Born to Polish immigrants in 1931, Kopa used professional football as an escape from the hardship of working in the coalmines. In 1949, he was signed by Angers before moving to Stade Reims in 1951. He won two French league championships while playing for Reims and led them to the European Cup final.
Days before facing Real Madrid in that final, Kopa was signed by Los Blancos due to Bernabeu’s confidence regarding the Frenchman’s quality and fit in the Spanish capital. He was quickly vindicated with Los Blancos winning Kopa’s friendly debut 14-1 against Sochaux. At 5 foot 6 inches, Kopa was nicknamed the Napoleon of football. He had a fantastic ability for dribbling at close quarters and possessed supreme match intelligence, making him a perfect fit on the right wing for Real. Kopa won six trophies in three seasons with Real, he also won the 1958 Ballon D’or, the first Frenchman to do so. He returned to Stade Reims in 1959 and retired from the game in 1967, at the age of 35. He died in March 2017 and is still hailed by some as the greatest attacking midfielder of all time.

*SUPPLIED ENTRIES:*
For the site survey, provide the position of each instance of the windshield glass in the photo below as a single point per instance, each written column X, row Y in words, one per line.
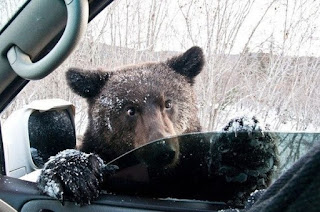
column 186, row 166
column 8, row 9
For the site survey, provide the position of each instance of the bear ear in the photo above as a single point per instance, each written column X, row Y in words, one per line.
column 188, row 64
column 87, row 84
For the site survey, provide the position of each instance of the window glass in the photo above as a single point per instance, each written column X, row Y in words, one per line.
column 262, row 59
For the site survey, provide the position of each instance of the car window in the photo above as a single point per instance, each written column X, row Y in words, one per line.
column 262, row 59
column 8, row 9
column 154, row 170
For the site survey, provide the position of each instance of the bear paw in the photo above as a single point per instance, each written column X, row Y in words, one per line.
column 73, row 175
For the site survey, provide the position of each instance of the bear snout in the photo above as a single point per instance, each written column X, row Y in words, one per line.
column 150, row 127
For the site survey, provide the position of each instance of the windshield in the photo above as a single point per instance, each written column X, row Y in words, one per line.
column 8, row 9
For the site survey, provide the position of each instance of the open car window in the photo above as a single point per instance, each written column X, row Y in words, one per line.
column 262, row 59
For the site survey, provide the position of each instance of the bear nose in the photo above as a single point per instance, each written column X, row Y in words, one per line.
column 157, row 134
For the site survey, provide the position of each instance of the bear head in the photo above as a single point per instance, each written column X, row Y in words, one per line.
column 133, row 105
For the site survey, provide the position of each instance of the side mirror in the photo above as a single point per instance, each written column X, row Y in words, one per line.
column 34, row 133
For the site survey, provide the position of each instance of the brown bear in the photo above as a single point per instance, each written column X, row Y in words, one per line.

*WRITTEN TASK 1:*
In the passage on Kopa, what nickname was he given?
*WRITTEN TASK 2:*
Please copy the entries from the line containing "of the open" down through the last of the entries.
The passage on Kopa and the entries are unrelated to each other.

*COMPLETE ANSWER 1:*
The Napoleon of football.

*COMPLETE ANSWER 2:*
For the site survey, provide the position of each instance of the open car window in the photo above as a single point per instance, each written column X, row Y in words, one per line.
column 262, row 59
For the site survey, provide the position of each instance of the bear nose in the photo above as a single point per instance, each written column X, row Y in words, one per line.
column 157, row 134
For the site survey, provide the position of each instance of the bear head in the photo above as a single point per instance, each written column X, row Y in words, one per line.
column 133, row 105
For the site survey, provide the position of each instance of the side mirror in the photo above as a single point per instance, each written column X, row Y in words, one per line.
column 34, row 133
For the site survey, provide the position of each instance of the brown bear in the photo above as a single point per instance, each written column X, row Y in words, one per line.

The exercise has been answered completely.